> _WORK INSTRUCTION_:
Please reproduce the records below exactly, omitting any pictures they contain.

- Opening Delimiter -

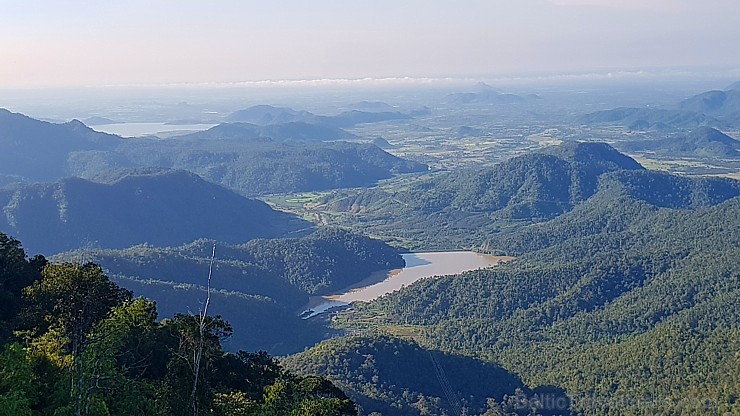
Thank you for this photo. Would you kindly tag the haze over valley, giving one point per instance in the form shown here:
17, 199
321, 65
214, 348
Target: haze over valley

- Closing Delimiter -

> _RESPONSE TO THIS TASK_:
Thank you for this photo. Would you kindly tag the haze over valley, giving one point per instance in the form shown here:
17, 199
321, 65
214, 348
Target: haze over valley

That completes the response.